Consigne A: D'après le texte sur Marie Paule Niat, jusqu'en quelle année a-t-elle été vice-présidente de la section camerounaise de l'AWEP ?
Consigne B: Transcrivez fidèlement, dans le texte sur Marie Paule Niat, tout le passage qui va de « Avec des projets » jusqu'à « et de l’agriculture. ».
Consigne C: Reprenez le texte sur Marie Paule Niat après sa dernière phrase et poursuivez-le.

Texte fourni:
====

MARIE PAULE NIAT, UNE REINE AU SERVICE DE LA COMMUNAUTÉ AFRICAINE

Avec des projets actifs d’expansion au Tchad, au Congo-Brazzaville, au Gabon et à Sao-Tomé et Principe, la Reine-mère a favorisé des partenariats solides dans les secteurs public et privé. Ses efforts ont contribué à promouvoir le libre-échange au sein des pays africains au sud du Sahara. Un accent a été mis sur les secteurs du tourisme, de l’immobilier et de l’agriculture.

Non seulement  Marie-Paule NIAT  est Co-fondatrice de la section camerounaise de l’AWEP (African Women Entrepreneurship Program), dont elle a  été vice-présidente jusqu’en 2023, mais elle  est aussi co-fondatrice et PDG de VATIS TRAVEL INDUS TR Y SERVICES, un réseau pionnier d’agences de voyages indépendantes dans la région de l’Afrique centrale

Elle s’engage avec passion dans la promotion de l’entrepreneuriat et de la formation en gestion des femmes, avec un accent particulier sur l’autonomisation des femmes rurales grâce au mentorat. Grâce à ses capacités exceptionnelles de mentoring et de coaching, elle a guidé de jeunes entrepreneurs vers l’obtention de récompenses en espèces substantielles, et ce, dans le cadre du concours d’entrepreneuriat de Bank of Africa, totalisant 500 000 $.

Son dévouement inébranlable et sa croyance dans l’entrepreneuriat féminin ont également permis à de nombreuses femmes entrepreneures au Cameroun de remporter de prestigieux prix d’entrepreneuriat.

====

Matériel fourni:
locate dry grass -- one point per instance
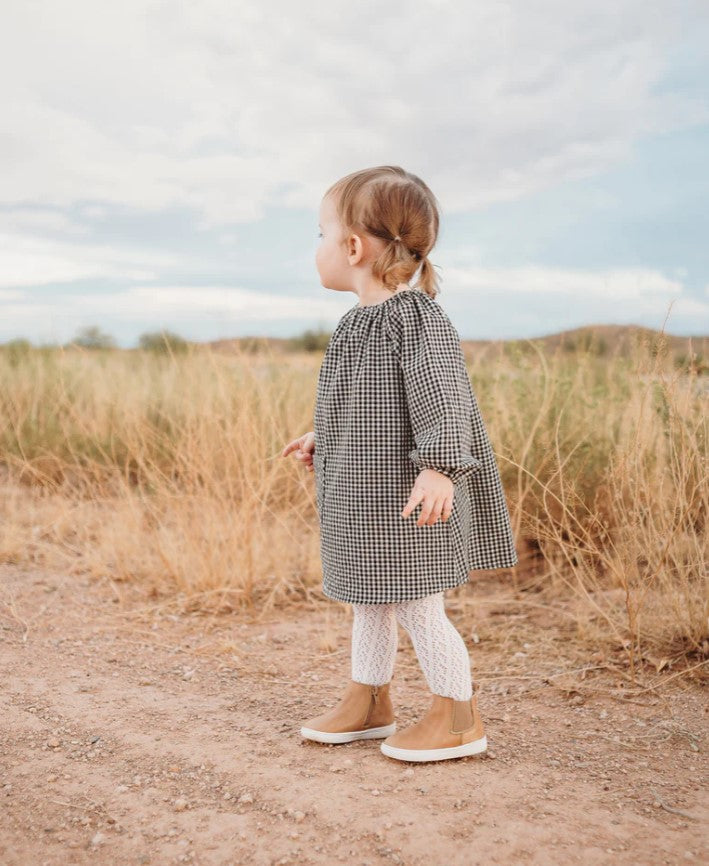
(166, 472)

====

Réponse A: Jusqu'en 2023.

Réponse B:
Avec des projets actifs d’expansion au Tchad, au Congo-Brazzaville, au Gabon et à Sao-Tomé et Principe, la Reine-mère a favorisé des partenariats solides dans les secteurs public et privé. Ses efforts ont contribué à promouvoir le libre-échange au sein des pays africains au sud du Sahara. Un accent a été mis sur les secteurs du tourisme, de l’immobilier et de l’agriculture.

Réponse C:
Consciente de l’importance de l’accès des femmes au financement, elle a joué un rôle important dans la création d’un fond d’investissement à impact appelé SAVE.

En plus de ses responsabilités actuelles, Marie-Paule est membre du conseil d’administration de diverses organisations professionnelles et civiques.

Récemment, elle a reçu le titre honorifique de Docteur en philosophie Honoris Causa de la très prestigieuse Jharkand Rai University en Inde.Sa contribution dans le secteur du développement agricole vient ainsi d’être honorée.

1/ Vous appartenez à la royauté camerounaise, quelle est l’apport de celle-ci dans vos activités business ?

En fait je suis une Reine-mère de naissance, selon les us et coutumes Bamiléké dans le royaume Bangangté dans la région de l’Ouest du Cameroun. Et je suis également femme d’un Roi Beti du peuple Eton, dans la région du Centre du Cameroun. Appartenir à une lignée royale est une charge qui oblige non seulement à l’humilité, mais également à accepter toutes les responsabilités qui y sont liées.

De ce fait, cela me pousse à toujours chercher des opportunités d’affaires nouvelles, des partenariats gagnants afin d’en partager autant que faire se peut, les avantages et bénéfices avec les populations de notre village.

2/ Quel lien existe-t-il entre l’agriculture, le tourisme et la technologie ?

Il faudrait que les pays africains puissent avoir une voix à la table où les décisions impactant les peuples de la terre sont prises. Il est plus qu’évident que la seule façon de pousser notre continent vers le développement est d’adopter, d’embrasser et de se tourner résolument vers les nouvelles technologies.

Nous-mêmes africains devrons être développeurs, concepteurs, fabricants et utilisateurs de nos outils et moyens de production de richesse. Développons la recherche scientifique ! Ceci est applicable aussi bien dans le domaine du tourisme qu’à celui de l’agriculture.

L’agriculture de nouvelle génération, l’agriculture qui va permettre à l’Afrique d’atteindre l’autosuffisance alimentaire est une agriculture dans laquelle la technologie doit avoir une place prépondérante dans la mesure où nous devons concevoir nos outils de production de masse.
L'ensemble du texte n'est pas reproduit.